## Estratto selezionato
- - - -

Nelle ipotesi di fatture che l’Amministrazione finanziarie ritenga relative ad operazioni inesistenti – tra le quali devono essere ricondotte sia le ipotesi di mancanza assoluta dell’operazione fatturata, sia le ipotesi di inesistenza soggettiva, nelle quali venga accertato che uno o entrambi i soggetti del rapporto documentato della fattura sono falsi – non spetta al contribuente provare che l’operazione è effettiva e realmente avvenuta, ma grava sull’Amministrazione finanziaria, che adduce la falsità del documento, provare che l’operazione commerciale, oggetto della fattura, in realtà non è stata mai posta in essere (Cass., sez. 5, 10/06/2011, n. 12802; Cass., sez. 5, 11/09/2013, n. 20786; Cass., sez. 5, 14/01/2015, n. 428).
Come precisato da questa Corte, tale prova è raggiunta se l’Amministrazione fornisce validi elementi, che possono assumere la consistenza di attendibili indizi idonei ad integrare una presunzione semplice, per affermare che alcune fatture sono state emesse per operazioni (anche solo parzialmente) fittizie, ovvero per dimostrare, <<in modo certo e diretto>>, la <<inesattezza degli elementi indicati nella dichiarazione e nei relativi allegati>>, ovvero <<la inesattezza delle indicazioni relative alle operazioni che danno diritto alla detrazione>>. In tal caso passa sul contribuente l’onere di dimostrare l’effettiva esistenza delle operazioni contestate (Cass., sez. 5, 19/10/2007, n. 21953; Cass., sez. 5, 11/06/2008, n. 15395; Cass., sez. 5, 10/06/2011, n. 12802; Cass., sez. 5, 6/06/2012, n. 9108; Cass., sez. 5, 5/12/2014, n. 25775; Cass., sez. 5, 14/01/2015, n. 428; Cass., sez. 5, 15/12/2017, n. 30148).
Conseguentemente, il giudice di merito è tenuto a valutare, singolarmente e complessivamente, gli elementi presuntivi forniti dall’Amministrazione e, qualora ritenga tali elementi dotati dei caratteri della gravità, precisione e concordanza, può procedere alla valutazione della prova contraria offerta dal contribuente, che ne è onerato ai sensi dell’art. 2697 cod. civ.(Cass., sez. 5, 23/04/2010, n. 9784; Cass., sez. 5, 14/01/2015, n. 428; Cass, sez. 5, 5/07/2018, n. 17619; Cass., sez. 5, 19/10/2018, n. 26453).

- - - -

[Estratti di dati]
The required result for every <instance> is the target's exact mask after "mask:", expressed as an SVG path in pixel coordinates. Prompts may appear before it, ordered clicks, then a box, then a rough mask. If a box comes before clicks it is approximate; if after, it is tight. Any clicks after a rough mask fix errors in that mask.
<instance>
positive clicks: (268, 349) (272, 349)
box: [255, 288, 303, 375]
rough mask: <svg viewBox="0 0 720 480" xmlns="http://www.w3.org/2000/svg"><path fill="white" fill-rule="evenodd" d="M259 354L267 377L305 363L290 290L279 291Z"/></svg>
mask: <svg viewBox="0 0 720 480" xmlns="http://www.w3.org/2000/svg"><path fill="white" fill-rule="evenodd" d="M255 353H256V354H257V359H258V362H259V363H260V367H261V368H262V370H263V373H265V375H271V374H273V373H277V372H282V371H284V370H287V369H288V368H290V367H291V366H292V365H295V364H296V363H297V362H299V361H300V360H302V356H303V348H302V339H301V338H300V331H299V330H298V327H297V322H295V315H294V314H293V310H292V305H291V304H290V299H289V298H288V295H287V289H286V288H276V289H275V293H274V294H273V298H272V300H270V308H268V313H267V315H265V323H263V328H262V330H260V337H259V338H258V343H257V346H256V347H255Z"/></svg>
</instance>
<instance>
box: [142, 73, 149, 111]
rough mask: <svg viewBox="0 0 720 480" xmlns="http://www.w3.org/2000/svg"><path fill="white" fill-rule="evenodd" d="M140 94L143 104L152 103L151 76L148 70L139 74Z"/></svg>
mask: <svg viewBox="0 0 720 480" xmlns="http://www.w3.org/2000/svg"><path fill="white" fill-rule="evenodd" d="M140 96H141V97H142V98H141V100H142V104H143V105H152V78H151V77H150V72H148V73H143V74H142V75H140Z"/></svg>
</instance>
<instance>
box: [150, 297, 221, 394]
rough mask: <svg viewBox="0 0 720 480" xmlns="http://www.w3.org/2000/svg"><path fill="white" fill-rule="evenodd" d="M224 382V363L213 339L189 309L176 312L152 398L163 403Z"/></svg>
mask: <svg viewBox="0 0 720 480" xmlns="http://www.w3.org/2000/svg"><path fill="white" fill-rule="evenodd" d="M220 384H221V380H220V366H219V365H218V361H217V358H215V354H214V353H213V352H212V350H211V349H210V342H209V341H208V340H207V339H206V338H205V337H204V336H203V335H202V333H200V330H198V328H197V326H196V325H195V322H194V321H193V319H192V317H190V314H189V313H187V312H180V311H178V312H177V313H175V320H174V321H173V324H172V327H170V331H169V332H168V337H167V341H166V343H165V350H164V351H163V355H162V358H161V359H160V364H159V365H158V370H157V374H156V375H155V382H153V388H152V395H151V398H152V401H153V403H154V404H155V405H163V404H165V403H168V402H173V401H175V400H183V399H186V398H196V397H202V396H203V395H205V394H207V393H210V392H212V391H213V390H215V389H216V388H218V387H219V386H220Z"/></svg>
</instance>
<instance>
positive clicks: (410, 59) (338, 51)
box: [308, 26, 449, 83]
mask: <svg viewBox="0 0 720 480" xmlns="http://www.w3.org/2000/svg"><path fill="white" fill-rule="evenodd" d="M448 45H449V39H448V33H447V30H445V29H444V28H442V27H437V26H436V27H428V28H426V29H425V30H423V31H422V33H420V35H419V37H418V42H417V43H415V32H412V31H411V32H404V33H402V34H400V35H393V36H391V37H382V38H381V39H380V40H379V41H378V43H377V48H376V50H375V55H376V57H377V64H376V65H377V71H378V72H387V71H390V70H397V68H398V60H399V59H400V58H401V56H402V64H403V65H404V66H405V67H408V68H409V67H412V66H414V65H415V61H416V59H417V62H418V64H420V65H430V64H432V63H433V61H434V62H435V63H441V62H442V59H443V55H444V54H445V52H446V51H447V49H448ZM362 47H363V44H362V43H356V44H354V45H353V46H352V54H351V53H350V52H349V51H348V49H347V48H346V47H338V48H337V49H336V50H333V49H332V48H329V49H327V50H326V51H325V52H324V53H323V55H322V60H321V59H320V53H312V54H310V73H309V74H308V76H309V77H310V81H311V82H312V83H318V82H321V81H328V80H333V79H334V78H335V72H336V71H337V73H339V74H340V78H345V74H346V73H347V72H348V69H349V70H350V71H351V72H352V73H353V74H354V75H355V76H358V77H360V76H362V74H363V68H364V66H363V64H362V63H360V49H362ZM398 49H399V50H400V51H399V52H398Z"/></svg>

- - - -

## Attività A
Secondo l'estratto sulle fatture per operazioni inesistenti, su chi grava l'onere di provare che l'operazione commerciale indicata in fattura non è mai stata posta in essere?
## Attività B
Ripeti dall'estratto sulle fatture per operazioni inesistenti il passo compreso tra "Conseguentemente, il giudice" e "19/10/2018, n. 26453).", estremi inclusi.
I record non hanno alcun legame con l'estratto.

## Risposta A
Grava sull'Amministrazione finanziaria, che adduce la falsità del documento.

## Risposta B
Conseguentemente, il giudice di merito è tenuto a valutare, singolarmente e complessivamente, gli elementi presuntivi forniti dall’Amministrazione e, qualora ritenga tali elementi dotati dei caratteri della gravità, precisione e concordanza, può procedere alla valutazione della prova contraria offerta dal contribuente, che ne è onerato ai sensi dell’art. 2697 cod. civ.(Cass., sez. 5, 23/04/2010, n. 9784; Cass., sez. 5, 14/01/2015, n. 428; Cass, sez. 5, 5/07/2018, n. 17619; Cass., sez. 5, 19/10/2018, n. 26453).